*Task description*:
This exercise calls for the data below to be retyped exactly, minus any images.

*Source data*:
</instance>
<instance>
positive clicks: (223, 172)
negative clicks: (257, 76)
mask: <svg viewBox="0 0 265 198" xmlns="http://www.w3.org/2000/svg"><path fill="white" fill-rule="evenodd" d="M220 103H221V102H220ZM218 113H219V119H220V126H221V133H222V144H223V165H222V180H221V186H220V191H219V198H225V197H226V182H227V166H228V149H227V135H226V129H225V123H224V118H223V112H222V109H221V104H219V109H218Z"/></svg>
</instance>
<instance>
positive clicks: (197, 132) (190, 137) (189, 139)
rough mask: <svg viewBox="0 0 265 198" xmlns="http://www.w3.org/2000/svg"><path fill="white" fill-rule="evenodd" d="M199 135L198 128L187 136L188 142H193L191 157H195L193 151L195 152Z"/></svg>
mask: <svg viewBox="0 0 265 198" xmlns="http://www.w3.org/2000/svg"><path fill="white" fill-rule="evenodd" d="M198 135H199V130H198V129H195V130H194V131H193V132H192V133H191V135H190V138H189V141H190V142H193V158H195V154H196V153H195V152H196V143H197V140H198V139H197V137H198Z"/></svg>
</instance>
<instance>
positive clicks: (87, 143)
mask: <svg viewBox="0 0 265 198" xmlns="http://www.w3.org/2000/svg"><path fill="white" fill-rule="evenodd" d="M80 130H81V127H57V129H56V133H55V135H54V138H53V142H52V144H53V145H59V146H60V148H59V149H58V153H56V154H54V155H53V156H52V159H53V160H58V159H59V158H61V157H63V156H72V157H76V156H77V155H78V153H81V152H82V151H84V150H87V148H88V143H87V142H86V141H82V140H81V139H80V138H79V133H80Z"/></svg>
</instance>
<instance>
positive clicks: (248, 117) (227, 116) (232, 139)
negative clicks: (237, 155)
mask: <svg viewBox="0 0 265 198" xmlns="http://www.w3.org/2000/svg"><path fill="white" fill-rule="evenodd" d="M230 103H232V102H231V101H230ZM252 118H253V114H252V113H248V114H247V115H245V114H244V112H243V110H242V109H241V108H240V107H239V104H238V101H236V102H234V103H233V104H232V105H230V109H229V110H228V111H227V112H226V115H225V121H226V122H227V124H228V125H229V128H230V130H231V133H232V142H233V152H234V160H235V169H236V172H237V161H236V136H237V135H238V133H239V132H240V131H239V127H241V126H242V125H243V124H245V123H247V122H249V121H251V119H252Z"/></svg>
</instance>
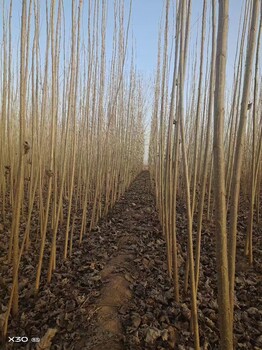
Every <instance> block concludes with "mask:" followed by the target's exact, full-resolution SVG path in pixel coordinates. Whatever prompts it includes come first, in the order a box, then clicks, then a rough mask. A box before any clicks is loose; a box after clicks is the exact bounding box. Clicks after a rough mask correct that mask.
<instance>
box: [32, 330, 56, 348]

*Your solution*:
</instance>
<instance>
positive clicks: (223, 172)
negative clicks: (257, 76)
mask: <svg viewBox="0 0 265 198" xmlns="http://www.w3.org/2000/svg"><path fill="white" fill-rule="evenodd" d="M220 103H221V102H220ZM218 113H219V119H220V126H221V133H222V144H223V165H222V180H221V186H220V191H219V198H225V197H226V182H227V166H228V149H227V135H226V129H225V123H224V118H223V112H222V109H221V104H219V109H218Z"/></svg>
</instance>
<instance>
positive clicks: (197, 132) (190, 137) (189, 139)
rough mask: <svg viewBox="0 0 265 198" xmlns="http://www.w3.org/2000/svg"><path fill="white" fill-rule="evenodd" d="M199 135L198 128L187 136L188 142H193L191 157H195L193 151L195 152Z"/></svg>
mask: <svg viewBox="0 0 265 198" xmlns="http://www.w3.org/2000/svg"><path fill="white" fill-rule="evenodd" d="M198 135H199V130H198V129H195V130H194V131H193V132H192V133H191V135H190V138H189V141H190V142H193V158H195V154H196V153H195V152H196V143H197V140H198V139H197V137H198Z"/></svg>
</instance>
<instance>
positive clicks: (87, 143)
mask: <svg viewBox="0 0 265 198" xmlns="http://www.w3.org/2000/svg"><path fill="white" fill-rule="evenodd" d="M80 130H81V127H57V129H56V133H55V135H54V138H53V142H52V144H53V145H59V146H60V148H59V149H58V153H56V154H54V155H53V156H52V159H53V160H58V159H59V158H61V157H63V156H72V157H76V156H77V155H78V153H81V152H82V151H84V150H87V148H88V143H87V142H86V141H82V140H81V139H80V138H79V133H80Z"/></svg>
</instance>
<instance>
positive clicks: (248, 117) (227, 116) (232, 139)
negative clicks: (237, 155)
mask: <svg viewBox="0 0 265 198" xmlns="http://www.w3.org/2000/svg"><path fill="white" fill-rule="evenodd" d="M230 103H232V102H231V101H230ZM252 118H253V114H252V113H248V114H247V115H245V114H244V112H243V110H242V109H241V108H240V107H239V104H238V101H236V102H234V103H233V104H232V105H230V109H229V110H228V111H227V112H226V115H225V121H226V122H227V124H228V125H229V128H230V130H231V133H232V142H233V152H234V160H235V169H236V172H237V161H236V136H237V135H238V133H239V132H240V131H239V127H241V126H242V125H243V124H245V123H247V122H249V121H251V119H252Z"/></svg>
</instance>
Every <instance> block concludes with "mask:" followed by the target's exact, full-resolution SVG path in pixel coordinates. Whatever prompts it includes come first, in the order a box, then clicks, then a rough mask. A box before any clicks is loose; a box after clicks is the exact bounding box. Clicks after a rough mask correct that mask.
<instance>
box: [32, 330, 56, 348]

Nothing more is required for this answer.